- **What is asked**
Continue the passage on contrail cirrus coverage, starting after its last sentence.

- **Passage to read**
Contrail cirrus supporting areas in model and observations



[1] Contrails form and persist dependent on the surrounding moisture, temperature and pressure fields and on fuel and aircraft specific variables. After formation, contrail persistence requires only supersaturation relative to ice. The fractional area in which contrails can form is called potential contrail coverage. We introduce a potential contrail cirrus coverage equivalent to the cloud free supersaturated area. This field, simulated by the ECHAM4 climate model, agrees fairly well with estimates of supersaturation frequency as inferred from aircraft and satellite measurements. In areas where the two potential coverages are different, especially at lower flight levels, potential contrail coverage is not a valid estimate of maximum attainable contrail cirrus coverage. We parameterize both potential coverages consistently with the ECHAM4 cloud cover parameterization. A comparison of the potential contrail coverage with an earlier estimate reveals substantial differences especially at upper height levels in the tropics.

- **Stored items**
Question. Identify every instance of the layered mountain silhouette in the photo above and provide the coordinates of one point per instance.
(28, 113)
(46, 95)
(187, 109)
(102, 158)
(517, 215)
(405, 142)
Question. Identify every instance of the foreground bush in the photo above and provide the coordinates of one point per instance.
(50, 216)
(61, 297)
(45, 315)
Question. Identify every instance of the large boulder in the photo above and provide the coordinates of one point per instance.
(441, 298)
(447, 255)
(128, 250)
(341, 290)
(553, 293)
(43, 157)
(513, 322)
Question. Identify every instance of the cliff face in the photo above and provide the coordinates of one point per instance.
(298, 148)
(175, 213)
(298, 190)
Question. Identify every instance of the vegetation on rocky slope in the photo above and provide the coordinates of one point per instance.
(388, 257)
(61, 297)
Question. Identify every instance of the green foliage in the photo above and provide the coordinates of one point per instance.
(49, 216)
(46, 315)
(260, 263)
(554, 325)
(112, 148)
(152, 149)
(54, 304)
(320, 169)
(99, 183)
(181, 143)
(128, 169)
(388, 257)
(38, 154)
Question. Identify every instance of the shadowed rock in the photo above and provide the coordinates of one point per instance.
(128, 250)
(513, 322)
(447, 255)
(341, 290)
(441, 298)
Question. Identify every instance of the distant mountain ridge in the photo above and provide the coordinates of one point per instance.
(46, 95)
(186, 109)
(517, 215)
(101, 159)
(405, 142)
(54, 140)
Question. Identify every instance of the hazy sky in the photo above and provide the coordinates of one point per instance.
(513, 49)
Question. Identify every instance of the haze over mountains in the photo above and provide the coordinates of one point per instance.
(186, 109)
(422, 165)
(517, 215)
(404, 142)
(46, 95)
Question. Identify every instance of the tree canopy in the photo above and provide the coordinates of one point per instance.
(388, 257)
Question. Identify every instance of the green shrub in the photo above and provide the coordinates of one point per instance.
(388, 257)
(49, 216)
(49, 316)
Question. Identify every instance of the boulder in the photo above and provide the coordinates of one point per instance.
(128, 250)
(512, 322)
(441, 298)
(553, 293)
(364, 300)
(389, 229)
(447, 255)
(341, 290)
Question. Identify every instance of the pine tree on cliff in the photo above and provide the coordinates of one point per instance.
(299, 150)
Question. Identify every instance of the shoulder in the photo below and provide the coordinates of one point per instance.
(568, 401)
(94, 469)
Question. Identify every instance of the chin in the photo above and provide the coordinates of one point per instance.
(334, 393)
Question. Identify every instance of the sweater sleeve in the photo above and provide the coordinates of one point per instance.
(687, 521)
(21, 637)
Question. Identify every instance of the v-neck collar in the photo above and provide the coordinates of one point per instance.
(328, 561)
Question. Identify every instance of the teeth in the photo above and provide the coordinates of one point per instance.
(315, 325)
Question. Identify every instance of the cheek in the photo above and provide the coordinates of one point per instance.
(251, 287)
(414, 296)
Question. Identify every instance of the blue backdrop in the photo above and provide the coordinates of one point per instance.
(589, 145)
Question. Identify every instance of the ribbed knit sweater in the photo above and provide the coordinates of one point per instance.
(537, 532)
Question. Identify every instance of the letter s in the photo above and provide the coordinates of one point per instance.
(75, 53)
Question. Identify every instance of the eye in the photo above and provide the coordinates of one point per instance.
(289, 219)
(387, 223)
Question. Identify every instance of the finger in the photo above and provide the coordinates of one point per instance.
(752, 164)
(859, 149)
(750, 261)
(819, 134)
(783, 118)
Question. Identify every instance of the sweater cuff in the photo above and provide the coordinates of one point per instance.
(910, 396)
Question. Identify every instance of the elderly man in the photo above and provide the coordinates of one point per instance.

- **Answer to this problem**
1. Introduction

[2] Contrails form in sufficiently cold and moist air (Schmidt-Appleman criterion, SAC) [Schumann, 1996], at temperatures below ∼ 233 K and pressures below 300 hPa, and persist when air is supersaturated relative to ice. When persistent, contrails can spread into contrail cirrus eventually losing their line shape. Contrail cirrus change the radiative balance of the atmosphere. Their radiative effect may be larger than that due to the (accumulated) aircraft CO2 emissions [Sausen et al., 2005].

[3] Current contrail cirrus modeling efforts using general circulation models (GCMs) are restricted to line-shaped contrails. Estimates of contrail coverage rely on the introduction of a potential contrail coverage [Sausen et al., 1998; Ponater et al., 2002] describing the fractional area of the atmosphere that is susceptive to persistent contrail formation. It has therefore been interpreted as the maximum possible contrail coverage. Potential contrail coverage has also been widely used in offline estimates of global contrail radiative forcing [e.g., Minnis et al., 1999; Myhre and Stordal, 2001; Stuber and Forster, 2007; Rädel and Shine, 2008].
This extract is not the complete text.